Funny tho, Yes you can discard any crap with bad validation accuracy... if only there were some way to predict that without having to train and validate it ... :0
@@pladselsker8340 Nope, 'score' is what is determined by eqn (2) for an untrained network, while validation accuracy is for a trained network. Before training, one could calculate 'score' for each network, and they would look like dots plotted on a vertical line. Then, discard all networks below a certain score -- by drawing a horizontal line that cuts this vertical line -- and only train the networks that lie above it.
These long videos are really growing on me. Not just introducing me to papers that I am not familiar with, but also the additional insight of your perspectives. Thank you.
Thank you so much, you save 10s of thousands of people hours of work. The impact of your work is immense even if you don't get hundreds of thousands of views. Please never stop, you're amazing!
It is basically an "anti-lottery ticket hypothesis". . 33:00 For the RL based search models, I think we would still need some negative samples. Otherwise the RL model would keep suggesting bad models for the sake of exploration. . Nice paper, easy to implement. Will definitely use this trick.
If it's true, then pre filtering (or rejection sampling) based up on these avg score is a cheap speedup tool for any neural architecture search algorithm too.
Great video! Thanks for you personal interpretation too---helps think things through. I would argue though that the interpretation of the pytorchcv at (25:40) is wrong (admittedly, I don't know if its your interpretation or the authors since they seemed to have removed this part from their most recent version). But it looks like they're showing that their metric scores methods that we know do well high. That is, architectures that have been found by humans to preform well achieve a high NASWOT score (or whatever they call it).
I think that a lot of the lack of performance compared to other techniques can be explained by the way the NAS-Bench-201 benchmark is constructed: We only have 15,625 different architectures: enough for the sample efficient "train until you're done" NAS systems, but searching without training may just need significantly different architectures. This would also explain why the more complex tasks the metric "spreads out": There just isn't enough ways the NAS-201 networks differ to make a meaningful difference that can be observed just by looking at the initial state. Maybe one could combine this approach with something like NEAT to generate a population of architectures and score them pretty much instantly using this. This would allow the system to get away from the "resnet-likes" that make up the NAS-BENCH.
I wonder if this scoring could be improved simply by exchanging regular correlation with distance correlation, since that will also capture non-linearities. It might make a difference in particular in those networks where currently the score no longer tells you much.
The role of nonlinear function in a neural network can be treated as the if...else statement in a traditional programming language. the LSTM, GRU, Attention also can be treated as the same way, they provide switch control capability.
Unrelated dumb comment but that annotated NAS-Bench-201 diagram at 19:52 roughly looks like map of Switzerland. Though yeah I am doing research on network compressions and this is a really cool idea, would like to see more studies between these parameters, scores and inference speed so that we can also optimize NAS to get the "smallest" or whatsoever that results to the best inference speed in embedded systems while still giving reasonably good accuracy value.
————————
> [THINGS TO DO]
1. Reproduce the passage of the comment thread on architecture search without training starting with "Thank you so" and going on through "search algorithm too.".
2. Carry the comment thread on architecture search without training forward from its final line.
————————
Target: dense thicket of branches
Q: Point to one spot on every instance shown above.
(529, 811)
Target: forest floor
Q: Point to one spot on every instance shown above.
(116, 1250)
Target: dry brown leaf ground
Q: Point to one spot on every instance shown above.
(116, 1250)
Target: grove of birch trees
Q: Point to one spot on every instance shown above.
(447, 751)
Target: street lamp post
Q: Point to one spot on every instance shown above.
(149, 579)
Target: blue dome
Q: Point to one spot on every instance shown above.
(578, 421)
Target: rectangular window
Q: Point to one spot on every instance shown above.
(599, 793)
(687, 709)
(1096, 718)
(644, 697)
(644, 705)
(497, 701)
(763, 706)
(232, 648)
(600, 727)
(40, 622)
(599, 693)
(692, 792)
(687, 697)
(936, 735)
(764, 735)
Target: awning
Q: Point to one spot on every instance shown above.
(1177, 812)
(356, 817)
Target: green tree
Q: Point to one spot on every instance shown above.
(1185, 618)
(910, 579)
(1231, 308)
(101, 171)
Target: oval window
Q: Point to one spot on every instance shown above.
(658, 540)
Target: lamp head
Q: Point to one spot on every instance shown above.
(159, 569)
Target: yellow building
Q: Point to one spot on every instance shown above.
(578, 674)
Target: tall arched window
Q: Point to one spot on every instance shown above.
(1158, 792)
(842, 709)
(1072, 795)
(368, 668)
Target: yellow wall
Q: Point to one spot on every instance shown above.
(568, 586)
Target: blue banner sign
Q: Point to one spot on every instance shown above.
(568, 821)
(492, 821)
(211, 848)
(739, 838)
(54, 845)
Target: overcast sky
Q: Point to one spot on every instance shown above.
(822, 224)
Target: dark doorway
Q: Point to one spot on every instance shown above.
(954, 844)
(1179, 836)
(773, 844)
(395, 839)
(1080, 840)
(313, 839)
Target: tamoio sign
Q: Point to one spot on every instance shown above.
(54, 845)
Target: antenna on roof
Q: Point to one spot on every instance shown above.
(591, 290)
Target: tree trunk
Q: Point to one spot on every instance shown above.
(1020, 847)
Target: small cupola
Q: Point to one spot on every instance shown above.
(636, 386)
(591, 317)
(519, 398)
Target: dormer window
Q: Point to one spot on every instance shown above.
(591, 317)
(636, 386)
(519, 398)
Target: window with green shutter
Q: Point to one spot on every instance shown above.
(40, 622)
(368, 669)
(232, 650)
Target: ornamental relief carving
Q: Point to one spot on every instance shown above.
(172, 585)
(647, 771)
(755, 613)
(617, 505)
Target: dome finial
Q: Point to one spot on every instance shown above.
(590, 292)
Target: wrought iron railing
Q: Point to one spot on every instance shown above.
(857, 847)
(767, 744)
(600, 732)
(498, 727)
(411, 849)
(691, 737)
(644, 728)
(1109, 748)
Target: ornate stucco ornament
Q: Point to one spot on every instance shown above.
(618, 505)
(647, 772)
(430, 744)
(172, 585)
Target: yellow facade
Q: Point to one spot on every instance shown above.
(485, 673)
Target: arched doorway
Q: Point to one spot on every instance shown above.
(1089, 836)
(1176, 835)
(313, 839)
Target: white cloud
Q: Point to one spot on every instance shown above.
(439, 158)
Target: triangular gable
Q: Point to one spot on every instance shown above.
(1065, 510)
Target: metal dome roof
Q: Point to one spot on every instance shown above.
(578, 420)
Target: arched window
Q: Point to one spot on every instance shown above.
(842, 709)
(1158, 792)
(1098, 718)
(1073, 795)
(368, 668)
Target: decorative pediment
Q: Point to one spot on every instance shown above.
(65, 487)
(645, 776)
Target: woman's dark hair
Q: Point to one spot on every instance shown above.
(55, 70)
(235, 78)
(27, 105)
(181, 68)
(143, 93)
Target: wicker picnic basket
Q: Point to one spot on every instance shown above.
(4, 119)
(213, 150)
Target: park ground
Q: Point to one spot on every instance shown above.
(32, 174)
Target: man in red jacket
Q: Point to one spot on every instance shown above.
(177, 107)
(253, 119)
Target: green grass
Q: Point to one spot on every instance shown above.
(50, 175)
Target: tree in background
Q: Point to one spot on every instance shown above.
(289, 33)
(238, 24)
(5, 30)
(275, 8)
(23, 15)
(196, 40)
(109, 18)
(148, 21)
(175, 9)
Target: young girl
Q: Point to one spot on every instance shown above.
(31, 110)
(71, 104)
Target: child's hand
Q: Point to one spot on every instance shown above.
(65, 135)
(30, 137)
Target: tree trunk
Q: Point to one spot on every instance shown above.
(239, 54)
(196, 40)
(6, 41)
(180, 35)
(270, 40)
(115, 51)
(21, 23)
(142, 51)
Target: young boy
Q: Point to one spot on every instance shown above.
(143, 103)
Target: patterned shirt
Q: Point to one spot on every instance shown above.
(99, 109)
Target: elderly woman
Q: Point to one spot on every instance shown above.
————————
> [RESPONSES FOR EACH TASK]
1.
Thank you so much, you save 10s of thousands of people hours of work. The impact of your work is immense even if you don't get hundreds of thousands of views. Please never stop, you're amazing!
It is basically an "anti-lottery ticket hypothesis". . 33:00 For the RL based search models, I think we would still need some negative samples. Otherwise the RL model would keep suggesting bad models for the sake of exploration. . Nice paper, easy to implement. Will definitely use this trick.
If it's true, then pre filtering (or rejection sampling) based up on these avg score is a cheap speedup tool for any neural architecture search algorithm too.

2.
You have a misunderstanding on #21:42 about axes. Covariation score is on a vertical axe, and validation accuracy (after training) - is horizontal axe. So, if you wish to use described method to filter "bad" architectures in a fast way, you should cut by Score (draw horizontal line on some threshold level), instead of drawing vertical line at #22:21 That actually means, this method is even more far from being precise by itself...
The idea is interesting, thanks for making it so accessible. The big question is: Is it useful? I read fig 3 differently to you and so I come to a different conclusion. You think that this method weeds out most/90% of the bad architectures, I think it weeds out very few. If we had an uninformative method then the correlation line would be vertical in fig 3, that is the score is not correlated with accuracy. By eye I integrate vertically to get the distribution of scores that would happen with a useless method. I then do the same again for (say) the top 10% of scores. Scatter plots are terrible at showing density, but it looks to me that all the probability mass is at the top of the plot, so the distributions would be very similar. The authors could have done this basic stats,.
@@ameetrahane1445 I agree, I do think it's an interesting idea. Please note that my long comment was on fig 3 only, it's easy to have some really bad architectures out of all the 15625 combinations and I believe these are given too much weight by the use of the scatter diagram (which doesn't show density well). Thus I was commenting on specifics, not making a general statement that "it wouldn't work".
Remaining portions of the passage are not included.